▶ [Exercise aim]: Beginning at the line that contains "Category: grassy hill" and ending at the last line of the entries, write out each line exactly; include nothing outside that span.

START Provided data

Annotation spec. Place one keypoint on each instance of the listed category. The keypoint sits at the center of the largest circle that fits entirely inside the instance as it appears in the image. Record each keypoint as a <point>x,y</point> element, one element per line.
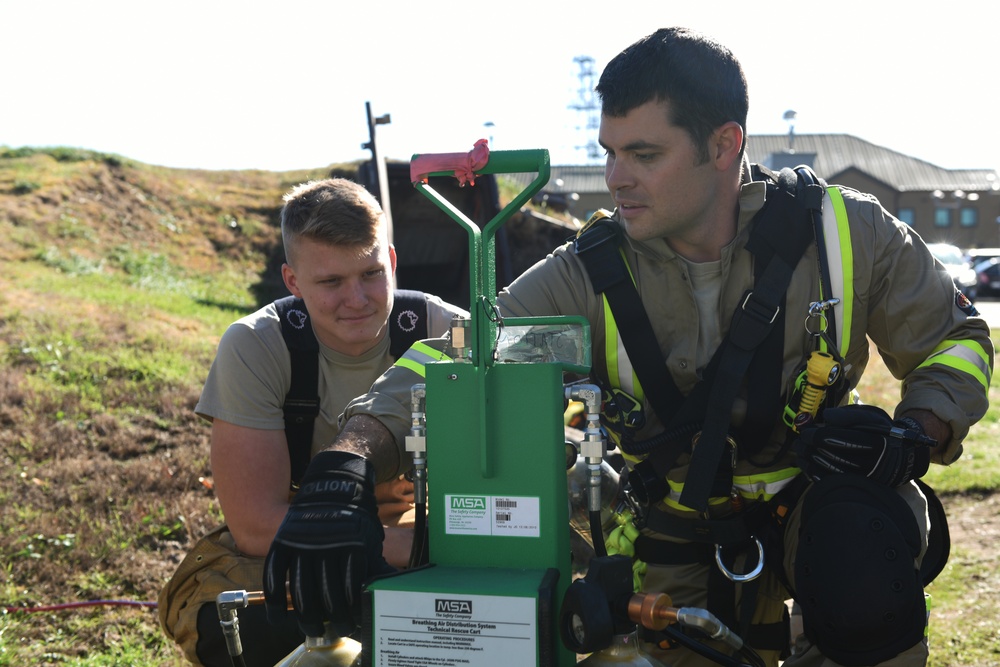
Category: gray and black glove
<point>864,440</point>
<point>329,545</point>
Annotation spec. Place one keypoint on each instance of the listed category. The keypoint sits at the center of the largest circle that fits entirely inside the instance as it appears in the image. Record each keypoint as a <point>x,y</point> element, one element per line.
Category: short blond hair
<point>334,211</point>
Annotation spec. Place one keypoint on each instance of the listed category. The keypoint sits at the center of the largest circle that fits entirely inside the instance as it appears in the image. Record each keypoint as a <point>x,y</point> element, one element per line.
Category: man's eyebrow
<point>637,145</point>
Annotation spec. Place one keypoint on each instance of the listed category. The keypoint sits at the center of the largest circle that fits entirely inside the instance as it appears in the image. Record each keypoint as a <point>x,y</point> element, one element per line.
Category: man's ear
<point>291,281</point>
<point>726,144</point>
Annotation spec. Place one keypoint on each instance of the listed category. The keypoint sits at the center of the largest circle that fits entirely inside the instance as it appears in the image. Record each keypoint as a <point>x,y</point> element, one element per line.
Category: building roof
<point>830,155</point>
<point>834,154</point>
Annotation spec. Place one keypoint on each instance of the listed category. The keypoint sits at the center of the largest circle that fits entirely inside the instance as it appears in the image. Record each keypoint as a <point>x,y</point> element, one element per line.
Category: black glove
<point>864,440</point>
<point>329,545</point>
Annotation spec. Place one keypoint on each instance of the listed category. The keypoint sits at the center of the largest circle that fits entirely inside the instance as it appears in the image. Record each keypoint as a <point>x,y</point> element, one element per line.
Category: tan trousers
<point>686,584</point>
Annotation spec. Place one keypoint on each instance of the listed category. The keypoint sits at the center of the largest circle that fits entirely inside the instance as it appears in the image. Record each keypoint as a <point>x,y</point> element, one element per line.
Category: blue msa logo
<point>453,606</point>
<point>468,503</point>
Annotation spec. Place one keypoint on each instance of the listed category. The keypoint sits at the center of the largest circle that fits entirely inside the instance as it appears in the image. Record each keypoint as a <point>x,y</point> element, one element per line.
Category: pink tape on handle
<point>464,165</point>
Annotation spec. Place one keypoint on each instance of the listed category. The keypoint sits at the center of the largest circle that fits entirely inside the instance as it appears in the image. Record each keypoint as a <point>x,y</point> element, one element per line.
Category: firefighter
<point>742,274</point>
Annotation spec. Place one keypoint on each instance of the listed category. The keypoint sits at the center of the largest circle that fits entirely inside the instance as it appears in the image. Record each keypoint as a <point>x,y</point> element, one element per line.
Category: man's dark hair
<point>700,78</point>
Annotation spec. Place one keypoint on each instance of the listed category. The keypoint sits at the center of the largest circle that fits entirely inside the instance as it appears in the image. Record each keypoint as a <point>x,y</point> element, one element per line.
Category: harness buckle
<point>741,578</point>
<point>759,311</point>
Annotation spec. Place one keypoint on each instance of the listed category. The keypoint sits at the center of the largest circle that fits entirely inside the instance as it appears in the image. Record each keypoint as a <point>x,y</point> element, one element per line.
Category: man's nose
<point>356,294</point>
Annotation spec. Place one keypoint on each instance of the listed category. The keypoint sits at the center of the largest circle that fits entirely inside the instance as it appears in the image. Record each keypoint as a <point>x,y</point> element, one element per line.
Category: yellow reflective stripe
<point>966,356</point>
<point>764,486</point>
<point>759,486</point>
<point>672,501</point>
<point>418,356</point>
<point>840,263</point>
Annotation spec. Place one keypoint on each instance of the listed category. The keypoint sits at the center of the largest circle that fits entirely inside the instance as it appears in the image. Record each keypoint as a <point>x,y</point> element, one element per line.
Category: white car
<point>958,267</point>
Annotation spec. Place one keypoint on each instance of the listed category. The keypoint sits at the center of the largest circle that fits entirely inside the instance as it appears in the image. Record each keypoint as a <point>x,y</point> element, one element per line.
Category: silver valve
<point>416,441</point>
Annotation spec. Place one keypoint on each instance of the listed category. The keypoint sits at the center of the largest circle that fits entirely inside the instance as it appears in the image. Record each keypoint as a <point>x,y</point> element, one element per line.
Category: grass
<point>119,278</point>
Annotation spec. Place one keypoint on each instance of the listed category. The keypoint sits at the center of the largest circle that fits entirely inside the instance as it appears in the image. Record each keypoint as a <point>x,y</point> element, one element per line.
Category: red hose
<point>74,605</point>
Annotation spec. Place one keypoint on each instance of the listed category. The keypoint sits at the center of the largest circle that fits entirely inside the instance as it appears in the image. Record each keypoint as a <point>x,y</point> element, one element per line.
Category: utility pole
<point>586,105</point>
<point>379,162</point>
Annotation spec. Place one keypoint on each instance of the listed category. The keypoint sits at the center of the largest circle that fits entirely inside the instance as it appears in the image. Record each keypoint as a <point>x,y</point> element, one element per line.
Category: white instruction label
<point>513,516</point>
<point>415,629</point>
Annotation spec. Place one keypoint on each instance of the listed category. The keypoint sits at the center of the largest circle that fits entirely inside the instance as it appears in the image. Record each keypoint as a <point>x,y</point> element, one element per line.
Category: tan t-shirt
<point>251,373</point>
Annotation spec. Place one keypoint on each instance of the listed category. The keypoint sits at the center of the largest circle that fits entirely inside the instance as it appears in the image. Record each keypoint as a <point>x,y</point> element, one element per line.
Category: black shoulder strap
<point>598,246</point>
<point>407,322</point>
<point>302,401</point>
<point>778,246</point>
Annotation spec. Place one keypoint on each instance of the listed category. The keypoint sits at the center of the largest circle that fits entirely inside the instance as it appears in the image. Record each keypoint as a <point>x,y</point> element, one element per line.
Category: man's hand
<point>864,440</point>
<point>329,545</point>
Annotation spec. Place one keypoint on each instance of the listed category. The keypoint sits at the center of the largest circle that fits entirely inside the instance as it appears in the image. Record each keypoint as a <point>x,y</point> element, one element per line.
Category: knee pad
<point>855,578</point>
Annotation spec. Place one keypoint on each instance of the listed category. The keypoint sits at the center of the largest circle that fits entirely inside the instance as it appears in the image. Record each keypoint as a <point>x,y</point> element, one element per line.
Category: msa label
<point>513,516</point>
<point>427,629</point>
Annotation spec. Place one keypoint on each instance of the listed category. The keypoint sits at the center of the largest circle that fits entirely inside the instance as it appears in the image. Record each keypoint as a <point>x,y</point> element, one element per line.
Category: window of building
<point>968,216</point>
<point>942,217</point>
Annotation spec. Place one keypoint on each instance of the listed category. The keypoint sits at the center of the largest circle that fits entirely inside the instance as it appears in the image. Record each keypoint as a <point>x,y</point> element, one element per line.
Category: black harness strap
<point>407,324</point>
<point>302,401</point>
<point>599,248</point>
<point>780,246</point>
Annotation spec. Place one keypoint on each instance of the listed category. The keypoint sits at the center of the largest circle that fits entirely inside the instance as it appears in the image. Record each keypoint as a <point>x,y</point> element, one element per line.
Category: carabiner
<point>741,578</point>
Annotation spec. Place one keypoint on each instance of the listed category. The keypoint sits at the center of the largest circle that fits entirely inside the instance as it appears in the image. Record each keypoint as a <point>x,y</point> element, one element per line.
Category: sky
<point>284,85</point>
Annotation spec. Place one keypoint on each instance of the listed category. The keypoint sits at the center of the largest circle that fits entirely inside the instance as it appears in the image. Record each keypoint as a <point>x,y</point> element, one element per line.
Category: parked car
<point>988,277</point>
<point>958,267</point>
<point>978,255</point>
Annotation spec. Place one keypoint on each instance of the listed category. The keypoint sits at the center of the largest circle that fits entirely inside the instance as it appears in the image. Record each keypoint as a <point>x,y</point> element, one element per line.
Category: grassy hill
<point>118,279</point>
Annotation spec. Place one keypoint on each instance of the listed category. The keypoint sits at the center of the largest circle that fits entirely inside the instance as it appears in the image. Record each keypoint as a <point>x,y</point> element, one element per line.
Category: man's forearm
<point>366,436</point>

END Provided data

▶ [Response]:
Category: grassy hill
<point>118,279</point>
Annotation spec. Place one keypoint on each instance of the listed category. The keypoint sits at the center of the largest circle that fits entirely inside the instance as it appears in the image. Record each keypoint as a <point>x,y</point> element, one element per line.
Category: man's forearm
<point>366,436</point>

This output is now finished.